Go through the records underneath and write each one out again exactly.

## RECORD LIST
====

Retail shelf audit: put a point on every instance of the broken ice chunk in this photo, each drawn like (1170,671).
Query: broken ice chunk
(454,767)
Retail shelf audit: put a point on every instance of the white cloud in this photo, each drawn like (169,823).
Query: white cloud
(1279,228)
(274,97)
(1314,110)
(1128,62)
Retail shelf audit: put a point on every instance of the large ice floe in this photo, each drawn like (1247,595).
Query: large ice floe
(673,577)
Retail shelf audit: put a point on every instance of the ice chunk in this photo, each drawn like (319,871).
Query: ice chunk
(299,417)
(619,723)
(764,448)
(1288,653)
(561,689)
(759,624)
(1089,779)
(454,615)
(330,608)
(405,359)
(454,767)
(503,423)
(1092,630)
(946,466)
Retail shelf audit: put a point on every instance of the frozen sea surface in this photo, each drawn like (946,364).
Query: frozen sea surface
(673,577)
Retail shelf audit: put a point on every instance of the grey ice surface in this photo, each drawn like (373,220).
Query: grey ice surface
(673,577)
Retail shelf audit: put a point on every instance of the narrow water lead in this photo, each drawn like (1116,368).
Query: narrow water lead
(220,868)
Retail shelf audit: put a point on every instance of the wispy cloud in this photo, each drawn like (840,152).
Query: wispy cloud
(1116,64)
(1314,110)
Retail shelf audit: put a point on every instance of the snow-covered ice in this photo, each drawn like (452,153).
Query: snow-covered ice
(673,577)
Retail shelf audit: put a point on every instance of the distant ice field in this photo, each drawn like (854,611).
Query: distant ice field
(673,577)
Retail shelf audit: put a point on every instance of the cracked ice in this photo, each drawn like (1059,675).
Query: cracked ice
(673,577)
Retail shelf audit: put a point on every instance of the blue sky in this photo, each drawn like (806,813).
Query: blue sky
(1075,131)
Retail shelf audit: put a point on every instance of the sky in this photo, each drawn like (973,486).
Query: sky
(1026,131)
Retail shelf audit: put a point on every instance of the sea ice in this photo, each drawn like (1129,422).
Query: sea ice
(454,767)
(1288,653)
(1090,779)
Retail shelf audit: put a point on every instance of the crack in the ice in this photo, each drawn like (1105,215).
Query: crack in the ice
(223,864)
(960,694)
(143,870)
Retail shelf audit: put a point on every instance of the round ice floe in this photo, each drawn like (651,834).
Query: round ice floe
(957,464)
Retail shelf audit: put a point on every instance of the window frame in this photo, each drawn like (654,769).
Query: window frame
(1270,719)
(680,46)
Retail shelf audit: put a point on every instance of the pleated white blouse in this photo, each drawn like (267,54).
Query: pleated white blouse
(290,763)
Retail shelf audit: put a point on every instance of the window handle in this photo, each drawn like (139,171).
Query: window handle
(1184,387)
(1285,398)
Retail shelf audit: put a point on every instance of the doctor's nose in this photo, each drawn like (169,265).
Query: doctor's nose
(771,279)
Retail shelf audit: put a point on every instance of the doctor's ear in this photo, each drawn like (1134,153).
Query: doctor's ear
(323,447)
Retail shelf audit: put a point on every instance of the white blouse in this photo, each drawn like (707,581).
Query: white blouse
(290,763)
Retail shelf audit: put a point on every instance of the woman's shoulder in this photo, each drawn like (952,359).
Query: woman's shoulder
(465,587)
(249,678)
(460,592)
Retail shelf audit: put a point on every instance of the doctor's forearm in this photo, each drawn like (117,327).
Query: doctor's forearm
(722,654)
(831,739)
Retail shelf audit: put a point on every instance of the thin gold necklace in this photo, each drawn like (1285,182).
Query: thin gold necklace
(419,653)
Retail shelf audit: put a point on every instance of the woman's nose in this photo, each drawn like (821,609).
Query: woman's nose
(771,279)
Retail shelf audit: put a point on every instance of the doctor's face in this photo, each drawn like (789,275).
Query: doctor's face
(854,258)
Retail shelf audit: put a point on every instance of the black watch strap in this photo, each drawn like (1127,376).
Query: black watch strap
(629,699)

====

## EXERCISE ANSWER
Retail shelf audit: put a point on every instance of the broken ice chunk in this photo, each drawn like (1170,671).
Query: broken ice chunk
(454,767)
Retail shelf audit: put a point on every instance of the white cloud in this photo, each drawn like (169,823).
Query: white cloud
(1279,228)
(274,97)
(1314,110)
(1128,62)
Retail shelf audit: put a point on every instance of the large ice floe in this photo, each drawn like (1247,595).
Query: large ice floe
(673,577)
Retail shelf audit: put a point on every instance of the ice chunk in this photo, each drawn like (319,871).
Query: ice chunk
(299,417)
(619,723)
(764,448)
(1288,653)
(561,689)
(759,624)
(1089,779)
(454,615)
(330,608)
(405,359)
(454,767)
(503,423)
(1092,630)
(946,466)
Retail shelf audit: put a point on every instance of the frozen sea surface in this photo, each drawn like (946,364).
Query: frozen sea surface
(673,577)
Retail shelf audit: put a point on every instance of the grey ice surface in this photo, each drawn like (373,220).
Query: grey ice surface
(673,577)
Retail shelf audit: put a point on every instance of the narrow water lead in this photo, each drawn like (1116,368).
Query: narrow water lead
(220,868)
Retail shelf audit: put a point on every instance of the wispy cloud in this photo, each drawn like (840,152).
Query: wispy cloud
(1116,64)
(1314,110)
Retail shelf audit: put a point on every instance of the snow-covered ice in this photo, each drawn like (452,153).
Query: snow-covered ice
(673,577)
Retail shelf audit: put a point on every instance of the distant ice field in this photo, each drawn like (854,611).
Query: distant ice field
(673,577)
Retail shelf audit: put a point on every instance of the cracked ice in this photo, each drawn like (1059,675).
Query: cracked ice
(673,577)
Retail shelf audit: put a point on every instance of the blue sky in this photo, each drawn like (806,813).
Query: blue sky
(1075,131)
Retail shelf audit: put a point on every instance of the sky in this photo, each drawn like (973,486).
Query: sky
(1026,131)
Retail shelf audit: put a point on every instance of the sea ice in this photo, each drawn like (1129,422).
Query: sea ice
(454,767)
(1288,653)
(1090,779)
Retail shelf audit: put a point on every instance of the crack in the ice in this photo, each drawn like (1105,215).
Query: crack in the ice
(223,864)
(960,694)
(143,870)
Retail shelf audit: put a point on every instance of the round ice floe in this photo, each drawn like (651,834).
Query: round ice floe
(957,464)
Retail shelf audit: put a point on every instance of the window frame in this photo, each drawn like (654,769).
Query: window frame
(1270,719)
(680,46)
Retail shelf audit: put a point on every instance of the pleated white blouse in this photo, each drawn like (267,54).
Query: pleated white blouse
(290,763)
Retail shelf audit: put a point on every instance of the window handle in this photo, each drawn like (139,171).
Query: window handle
(1184,387)
(1285,398)
Retail shelf audit: put a point on every instance of the doctor's nose in this photo, each drawn like (169,265).
Query: doctor's nose
(771,279)
Retail shelf audit: put a point on every instance of the doctor's ear in this photo, each drawn like (1134,153).
Query: doctor's ear
(323,447)
Retail shelf audit: put a point on every instance of the white blouse in this photo, each drawn like (707,581).
Query: white blouse
(290,763)
Retail shelf audit: put a point on every instance of the woman's shoulder in this photo, each drawn like (952,359).
Query: woman's shoulder
(465,587)
(249,678)
(460,592)
Retail shelf audit: put a point on every instance of the doctor's forearm in this photo, each drawn like (117,327).
Query: doctor's forearm
(722,654)
(831,739)
Retail shelf audit: put a point on every instance of the thin gold necklace in this photo, each drawn like (1285,182).
Query: thin gold necklace
(419,653)
Retail shelf audit: put a point on every instance of the woman's nose in this photo, each drawn like (821,609).
Query: woman's nose
(771,279)
Retail shelf audit: put a point on every instance of the doctor's face in this photo, each drawn like (789,275).
Query: doctor's face
(854,258)
Retail shelf audit: put a point on every instance of the black watch strap in this photo, each drawn like (1127,376).
Query: black watch strap
(629,699)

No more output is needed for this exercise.